===== Source passage =====
There is one system in particular that has always fascinated me: the positive feedback loop. That is when the output is increased by a factor, and fed back into the same system as an input. With it, scales near infinity can be reached fairly quickly. Drinking is a positive feedback loop. You drink, you become hungover, and you drink to overcome it. It's a dirty hack of our own minds. And as I said, drinking at scales near infinity can be reached fairly quickly with this particular feedback model. But what if you applied a positive feedback loop, well, positively? What would happen?

I thought of that while spending another thirty minutes trying to tie down a kayak. If I could just incrementally make it easier, the efficiency would skyrocket, and quickly too. The first trip I discovered it's far easier if you remember which direction the clip needs to to be facing. The second trip I discovered the straps won't twist if you lay them out before wrapping. The third trip I found you only need two straps, not three. Those incremental improvements, while insignificant in their own right, become part of a system to tie down a kayak as quickly as possible.

The best part is no one had to teach me. There are hundreds of YouTube videos about tying down kayaks; I know, I've seen them. I could've asked my in-laws how they do it. But I didn't have to. All it took were small inputs, multiplied over time. It no longer takes me 30 minutes to tie down my kayak, but I thought to myself, "okay, that worked, but it was too easy. A feedback loop can't possibly be the secret to menial chores." With that I started experimenting. 

Sobriety, nobody wants it but some people need it. I'm not one of those people, but I was drinking a lot, and I did want to cut back. So how can we reduce something with feedback? Introducing the negative feedback loop, the deranged twin of positive feedback. How can we take every input to a system, and reduce it over time?

Well, step one: remove alcohol from the house. That's easy enough. Step two: don't go places where there is alcohol. Step three: do something else. Kayak fishing was perfect. All I had to do was go fishing and not drink at the same time, and I would not drink. When I got home, if I had to mow the lawn, I would mow the lawn and not drink. Starting at day one, this seems impossible. However, every single task or miniature adventure led to some dopamine being released with a lack of alcohol, and that was important to me. This is the negative feedback loop; every input goes through the system, the output is lower than it started, and it goes through again. You can reach zero, or approach an asymptote to zero, fairly quickly with these as well.   

That's two points for feedback loops. Then I started getting cocky, what if we tried layering feedback loops onto each other. I'm just gonna apply some negative feedback to combat my urge to sleep in, throw in something positive to take better care of my house, I'll figure out how to best structure my weekend by developing a feedback loop for planning the day. Oh, it went well. I was tackling three or four house projects per weekend, working out everyday, reading, still had time for fishing and screwing around; the implication was clear. This system works. And it works a lot better than the previous system I had.

There were THREE WEEKS of this bliss in life. Things worked, I worked, the system worked. Sometimes the line was blurred with trial and error, that's how much I can trivialize efficiency. Can't back a trailer on the first try at your favorite fishing spot? Well pick a tree, try aiming for that. Didn't work? Pick a new tree. It's still positive feedback as long as you get closer to the goal with each stroke. After a handful of tries, if you have a good memory for which tree worked, you're gonna back that trailer in dead center every time from then on.

So, where did it all go wrong? Things got weird after that. Really weird. MacDill found a guided missile at the Lakeland Airport and the US Postal Service was being sabatoged by the president and there's this website called Imgur. and I had the bright idea of applying a positive feedback loop to gain fake points on the internet.
===== Data section =====
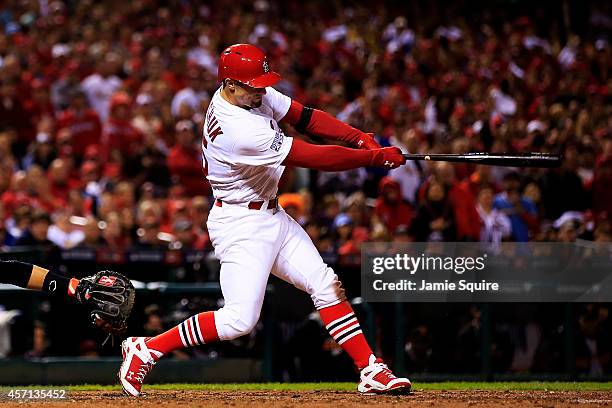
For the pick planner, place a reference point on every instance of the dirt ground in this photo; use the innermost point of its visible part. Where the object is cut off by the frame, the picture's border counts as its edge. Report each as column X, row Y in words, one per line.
=====
**Tasks to carry out:**
A. In the feedback-loop essay, how many straps turn out to be needed to tie down a kayak?
B. Repeat, word for word, the stretch of the feedback-loop essay from "Sobriety, nobody wants" through "it over time?".
The listing has no connection to the feedback-loop essay.

**Solution list:**
A. Two straps.

B.
Sobriety, nobody wants it but some people need it. I'm not one of those people, but I was drinking a lot, and I did want to cut back. So how can we reduce something with feedback? Introducing the negative feedback loop, the deranged twin of positive feedback. How can we take every input to a system, and reduce it over time?